Extract:
____________________
- Author: Kathleen Craig
Recently I was able to attend a Zoom meeting by Western Hummingbird Partnership with experts from the US Forest Service, US Fish and Wildlife Service, University of Oregon, Wild Wings Backyard, and the Xerces Society. I learned how gardeners can improve conditions for pollinators by using good planting practices, incorporating native plants in gardens, avoiding pesticides, and being mindful of habitat.
As a reminder, pollinators include hummingbirds, bees, flies, and wasps, and butterflies.
There has been an overall decline in pollinator populations due to three major factors: climate change, inadequate nutrition, and pesticide use. As gardeners, we can contribute to improving the conditions for pollinators in a real and practical way by educating ourselves and our communities on how to improve conditions for the pollinators that we rely on to grow the majority of our food and plant crops.
An example of how dire some of the numbers are: In California in 2019, there were fewer than 30,000 butterflies in California. Due to habitat loss, insecticide, ad climate change, in 2020 there were fewer than 2,000 butterflies! Many species are in danger of extinction and are being evaluated for the endangered species list.
____________________
Work order A:
Condense the paragraph of the pollinator article that begins "There has been an overall decline" into a short bulleted list that keeps its main facts.
Work order B:
Retype everything in the pollinator article from "There has been" down to "endangered species list.".
Work order C:
In the pollinator article, which organization held the Zoom meeting the author attended?
The listing that follows is not needed for anything here.

Data listing:
____________________
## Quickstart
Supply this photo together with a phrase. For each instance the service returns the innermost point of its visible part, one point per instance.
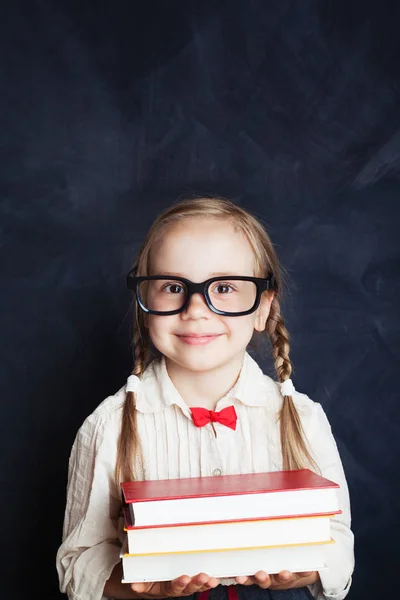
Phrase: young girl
(206, 278)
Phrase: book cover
(223, 485)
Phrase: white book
(222, 563)
(233, 534)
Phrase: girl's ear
(263, 310)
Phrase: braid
(295, 454)
(128, 442)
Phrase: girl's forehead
(199, 249)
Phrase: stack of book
(228, 525)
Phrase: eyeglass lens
(167, 295)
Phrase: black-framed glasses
(232, 295)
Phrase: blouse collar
(157, 391)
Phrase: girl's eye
(223, 288)
(173, 288)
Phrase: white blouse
(172, 446)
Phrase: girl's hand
(280, 581)
(181, 586)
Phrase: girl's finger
(243, 580)
(176, 586)
(263, 579)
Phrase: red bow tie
(227, 416)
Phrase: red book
(278, 494)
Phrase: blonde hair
(295, 452)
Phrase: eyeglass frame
(262, 285)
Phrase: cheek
(241, 327)
(158, 326)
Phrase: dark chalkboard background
(111, 110)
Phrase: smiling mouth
(197, 339)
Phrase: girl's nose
(197, 308)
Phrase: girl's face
(198, 249)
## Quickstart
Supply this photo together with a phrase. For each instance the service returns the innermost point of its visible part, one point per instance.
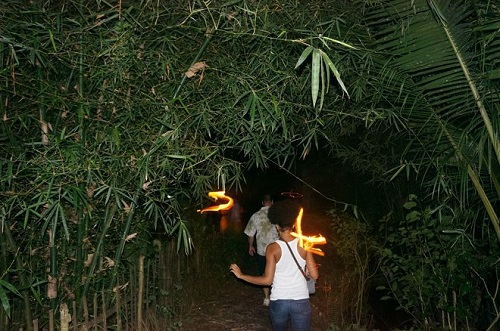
____________________
Written solution A:
- Pollinator populations have declined overall.
- Three major factors are responsible: climate change, inadequate nutrition, and pesticide use.
- Gardeners can help in a real and practical way by educating themselves and their communities on improving conditions for pollinators.
- We rely on pollinators to grow the majority of our food and plant crops.

Written solution B:
There has been an overall decline in pollinator populations due to three major factors: climate change, inadequate nutrition, and pesticide use. As gardeners, we can contribute to improving the conditions for pollinators in a real and practical way by educating ourselves and our communities on how to improve conditions for the pollinators that we rely on to grow the majority of our food and plant crops.
An example of how dire some of the numbers are: In California in 2019, there were fewer than 30,000 butterflies in California. Due to habitat loss, insecticide, ad climate change, in 2020 there were fewer than 2,000 butterflies! Many species are in danger of extinction and are being evaluated for the endangered species list.

Written solution C:
The Western Hummingbird Partnership.